● Short task
Rewrite the lines below as a Markdown table with two columns, Row for the row number and Line for the line itself, skipping any blank lines. Omit the pictures from the table.

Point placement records
- - - -

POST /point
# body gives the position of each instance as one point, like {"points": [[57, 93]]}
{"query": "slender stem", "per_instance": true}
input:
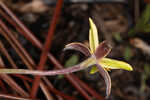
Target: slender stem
{"points": [[42, 73]]}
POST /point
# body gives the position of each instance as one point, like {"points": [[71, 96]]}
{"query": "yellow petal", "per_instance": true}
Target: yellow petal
{"points": [[115, 64], [93, 36]]}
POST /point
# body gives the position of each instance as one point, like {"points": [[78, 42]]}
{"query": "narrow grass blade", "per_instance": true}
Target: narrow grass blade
{"points": [[93, 36]]}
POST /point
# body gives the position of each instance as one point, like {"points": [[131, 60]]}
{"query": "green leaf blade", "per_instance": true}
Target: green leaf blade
{"points": [[93, 36]]}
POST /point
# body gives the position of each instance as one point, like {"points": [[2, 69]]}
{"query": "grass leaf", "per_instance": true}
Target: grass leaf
{"points": [[93, 36]]}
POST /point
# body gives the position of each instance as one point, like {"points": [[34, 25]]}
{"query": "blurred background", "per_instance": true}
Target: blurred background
{"points": [[26, 24]]}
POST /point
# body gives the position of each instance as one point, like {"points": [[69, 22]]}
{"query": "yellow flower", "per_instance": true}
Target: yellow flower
{"points": [[97, 56]]}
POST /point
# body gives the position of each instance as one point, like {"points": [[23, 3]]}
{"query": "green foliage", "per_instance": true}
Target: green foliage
{"points": [[143, 24], [127, 53], [73, 60]]}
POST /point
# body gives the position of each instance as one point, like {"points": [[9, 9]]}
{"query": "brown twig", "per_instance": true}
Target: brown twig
{"points": [[46, 47]]}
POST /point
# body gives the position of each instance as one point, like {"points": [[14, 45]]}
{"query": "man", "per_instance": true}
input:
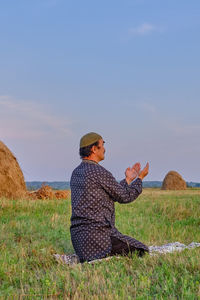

- - - -

● Final result
| Row | Line |
|---|---|
| 1 | POST /point |
| 2 | # body gives the position of each instance as one point, like {"points": [[57, 93]]} |
| 3 | {"query": "slender stem", "per_instance": true} |
| 4 | input: |
| 5 | Target: slender stem |
| 6 | {"points": [[42, 73]]} |
| 7 | POST /point |
| 8 | # body gives the position of each instance as one point, like {"points": [[71, 96]]} |
| 9 | {"query": "yellow petal", "per_instance": true} |
| 10 | Target: yellow petal |
| 11 | {"points": [[115, 64], [93, 36]]} |
| 12 | POST /point |
| 13 | # body gives the position of each instance as one point, like {"points": [[78, 42]]} |
| 14 | {"query": "narrow grass blade", "per_instance": true} |
| 15 | Target: narrow grass blade |
| 16 | {"points": [[93, 36]]} |
| 17 | POST /point |
| 18 | # body gives the position of each instance as one point, like {"points": [[131, 60]]} |
| 19 | {"query": "green leaf blade", "per_instance": true} |
| 20 | Target: green leaf blade |
| 21 | {"points": [[93, 36]]} |
| 22 | POST /point |
| 23 | # body gives the position of each instance as one point, like {"points": [[2, 69]]} |
| 24 | {"query": "grass leaf", "per_instance": true} |
| 25 | Target: grass leaf |
| 26 | {"points": [[93, 36]]} |
| 27 | POST /point |
| 28 | # body gives the position of each instance as one point, like {"points": [[34, 25]]} |
| 29 | {"query": "blurred background", "per_instance": true} |
| 30 | Target: blurred background |
| 31 | {"points": [[26, 24]]} |
| 32 | POST /point |
| 33 | # body gives the position of each instance as one point, like {"points": [[69, 22]]} |
| 34 | {"query": "yellow flower", "per_instance": true} |
| 35 | Target: yellow flower |
| 36 | {"points": [[97, 56]]} |
| 37 | POST /point |
| 38 | # body gives the position of each instance as one point, like {"points": [[23, 3]]} |
| 39 | {"query": "green foliage", "per_instance": true} |
| 40 | Target: green foliage |
| 41 | {"points": [[143, 24], [127, 53], [73, 60]]} |
| 42 | POST /point |
| 43 | # body gives the position of each instance as one point, like {"points": [[9, 9]]} |
| 44 | {"query": "brown twig", "per_instance": true} |
| 45 | Target: brown twig |
| 46 | {"points": [[46, 47]]} |
| 47 | POST /point |
| 48 | # body gives the position of each instance as one point, like {"points": [[14, 45]]} |
| 49 | {"query": "man", "per_instance": true} |
| 50 | input: |